— begin —

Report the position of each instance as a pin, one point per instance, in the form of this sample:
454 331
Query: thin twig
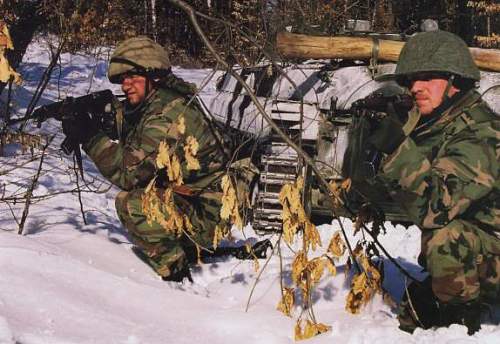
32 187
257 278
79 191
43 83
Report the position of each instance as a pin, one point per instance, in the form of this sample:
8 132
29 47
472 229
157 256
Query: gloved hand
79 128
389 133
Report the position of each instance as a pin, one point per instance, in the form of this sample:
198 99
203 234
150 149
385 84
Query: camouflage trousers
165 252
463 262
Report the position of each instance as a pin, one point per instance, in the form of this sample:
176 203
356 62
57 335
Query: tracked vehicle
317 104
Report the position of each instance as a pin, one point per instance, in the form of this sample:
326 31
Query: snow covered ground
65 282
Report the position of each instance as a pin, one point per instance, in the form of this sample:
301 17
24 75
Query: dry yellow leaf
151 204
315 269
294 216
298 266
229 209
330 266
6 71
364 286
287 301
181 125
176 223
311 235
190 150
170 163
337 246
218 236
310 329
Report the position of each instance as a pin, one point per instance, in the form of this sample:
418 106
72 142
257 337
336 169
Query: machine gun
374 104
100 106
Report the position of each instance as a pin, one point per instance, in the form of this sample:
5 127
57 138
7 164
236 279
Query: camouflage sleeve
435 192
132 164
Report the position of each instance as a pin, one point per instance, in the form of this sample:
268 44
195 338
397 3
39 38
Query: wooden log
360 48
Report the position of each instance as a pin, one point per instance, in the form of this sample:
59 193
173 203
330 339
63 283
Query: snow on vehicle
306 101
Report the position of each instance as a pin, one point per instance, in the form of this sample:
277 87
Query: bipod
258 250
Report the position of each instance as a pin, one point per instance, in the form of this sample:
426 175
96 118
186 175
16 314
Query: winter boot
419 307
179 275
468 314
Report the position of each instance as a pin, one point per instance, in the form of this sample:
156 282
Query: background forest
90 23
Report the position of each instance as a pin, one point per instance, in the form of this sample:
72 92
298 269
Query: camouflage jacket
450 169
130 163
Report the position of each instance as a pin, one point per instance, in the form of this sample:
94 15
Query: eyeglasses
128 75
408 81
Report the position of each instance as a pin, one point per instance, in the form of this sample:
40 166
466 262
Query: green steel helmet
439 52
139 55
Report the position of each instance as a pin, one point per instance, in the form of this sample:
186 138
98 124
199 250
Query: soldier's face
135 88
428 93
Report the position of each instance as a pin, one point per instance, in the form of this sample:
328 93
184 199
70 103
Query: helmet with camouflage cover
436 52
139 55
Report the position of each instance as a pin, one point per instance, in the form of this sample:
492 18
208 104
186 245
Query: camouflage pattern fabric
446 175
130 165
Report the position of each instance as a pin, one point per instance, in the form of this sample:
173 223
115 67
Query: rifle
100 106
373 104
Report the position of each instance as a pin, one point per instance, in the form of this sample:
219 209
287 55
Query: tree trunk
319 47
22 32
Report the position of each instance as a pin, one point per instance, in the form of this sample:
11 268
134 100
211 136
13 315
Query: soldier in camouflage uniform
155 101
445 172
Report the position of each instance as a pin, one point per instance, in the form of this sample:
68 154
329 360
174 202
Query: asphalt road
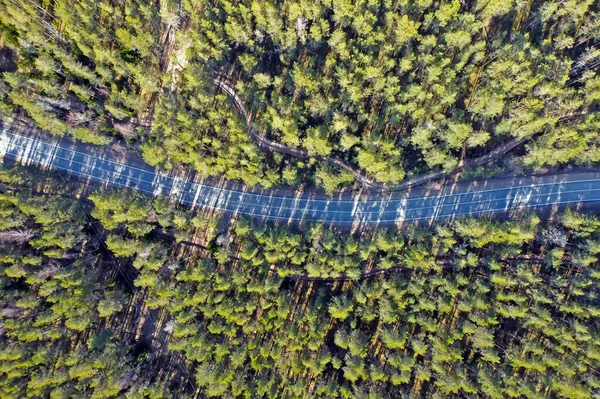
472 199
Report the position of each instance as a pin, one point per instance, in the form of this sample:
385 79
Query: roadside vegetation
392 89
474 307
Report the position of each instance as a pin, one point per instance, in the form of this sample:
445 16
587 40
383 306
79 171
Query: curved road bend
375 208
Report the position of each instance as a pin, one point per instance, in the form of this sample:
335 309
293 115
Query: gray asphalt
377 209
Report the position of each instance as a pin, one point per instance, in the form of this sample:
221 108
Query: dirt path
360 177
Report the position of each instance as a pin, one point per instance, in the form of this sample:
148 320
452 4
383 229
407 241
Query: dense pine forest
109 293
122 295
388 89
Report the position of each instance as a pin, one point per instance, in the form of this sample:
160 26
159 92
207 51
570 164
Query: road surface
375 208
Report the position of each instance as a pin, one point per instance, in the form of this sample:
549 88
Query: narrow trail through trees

— end —

**Required work:** Transcribe the full listing character for character. Pictures are excluded.

**Solution below:**
Report the position of each instance as a pin, one point per instance, in the form of this sample:
454 331
Query: thin twig
32 187
257 278
79 191
43 83
Report the position of each instance as a pin, one point per instance, in the form of this sample:
8 132
29 47
472 229
157 256
Query: gloved hand
79 128
389 133
Report the position of each instance as a pin, one point per instance, in the form of this sample:
198 99
203 234
150 149
385 84
Query: camouflage trousers
165 252
463 262
Report the position of each instance as a pin, one point per instance, in the form of this sample:
176 203
356 62
57 335
Query: tracked vehicle
317 104
Report the position of each instance as a pin, one point per instance, in the form of this sample:
326 31
Query: snow covered ground
65 282
Report the position of each instance as a pin, one point per instance, in the form of this sample:
301 17
24 75
Query: dry yellow leaf
151 204
315 269
294 216
298 266
229 209
330 266
6 71
364 286
287 301
181 125
176 223
311 235
190 150
170 163
337 246
218 236
310 329
Report the position of each instance as a pin, one point per instance, in the form of this sample:
418 106
72 142
257 337
336 169
Query: machine gun
374 104
100 106
Report the position of each instance as a pin, one point per instance, in the form of this sample:
5 127
57 138
7 164
236 279
Query: camouflage sleeve
435 192
132 164
Report the position of each instance as a pin, one point per instance, in the form of this sample:
268 44
195 338
397 3
39 38
Query: wooden log
360 48
Report the position of each instance as a pin, one point per instance, in the form of this sample:
59 193
173 203
330 339
63 283
Query: snow on vehicle
306 101
Report the position of each instance as a pin, one point per instance, in the form of this sample:
277 87
Query: bipod
258 250
Report the position of each instance as a pin, one point per instance, in the form of this sample:
426 175
96 118
186 175
16 314
Query: winter boot
419 307
179 275
468 314
Report the position of each instance as a pin, one point per instance, in the form of this sample:
156 282
Query: background forest
90 23
Report the position of each instance as a pin, one point per instance, in the form of this sample:
72 92
298 269
Query: camouflage jacket
450 169
130 163
Report the position of each instance as a pin, one point per instance, in the form of this sample:
94 15
Query: eyeglasses
128 75
408 81
Report the position of each instance as a pin, one point per instance, in the form of this sample:
40 166
466 262
Query: green steel helmet
439 52
139 55
Report the position of each instance as a pin, one point per instance, in the form of this sample:
186 138
98 124
199 250
Query: soldier's face
135 88
428 93
Report the position of each instance as a pin, one point per instance, in the form of this sample:
328 93
184 199
70 103
Query: helmet with camouflage cover
436 52
139 55
Report the position of each instance as a pin, one point per instance, in the form of this sample:
492 18
208 104
186 245
Query: camouflage pattern fabric
446 175
130 165
Report the position of each instance as a pin, one point per instance, in the form of this sample:
173 223
115 67
Query: rifle
100 106
373 104
Report the position of each instance as a pin, one point per instance, in the form of this sample:
219 209
287 55
Query: tree trunk
319 47
22 32
Report the position of each instance as a pin, one point per instance, in the form of this sample:
11 268
134 100
211 136
13 315
Query: soldier in camouflage uniform
155 101
445 172
Report the position of each instance as a pin, one point per instance, in the form of this sample:
68 154
329 360
174 202
Query: asphalt road
472 199
Report the position of each instance as a pin, one point per instance, in the form of this sample:
385 79
Query: roadside vegetation
392 89
474 307
Report the position of each instance as a pin, one point per instance, in the form of this sample:
445 16
587 40
383 306
79 171
Query: curved road bend
375 208
Report the position of each instance as a pin, one point per instance, in the form of this sample:
335 309
293 115
Query: gray asphalt
377 209
Report the position of each instance as a pin, one point per instance, in the form of this sample:
221 108
Query: dirt path
360 177
Report the position of each instance as a pin, one point per instance, in the form of this sample:
148 320
452 4
383 229
407 241
Query: dense pine forest
109 293
122 295
388 89
Report the position of each instance as a pin, one point per instance, in the form of this sample:
160 26
159 92
207 51
570 164
Query: road surface
375 208
Report the position of each instance as a pin, one point per instance, in the form of this sample:
549 88
Query: narrow trail through trees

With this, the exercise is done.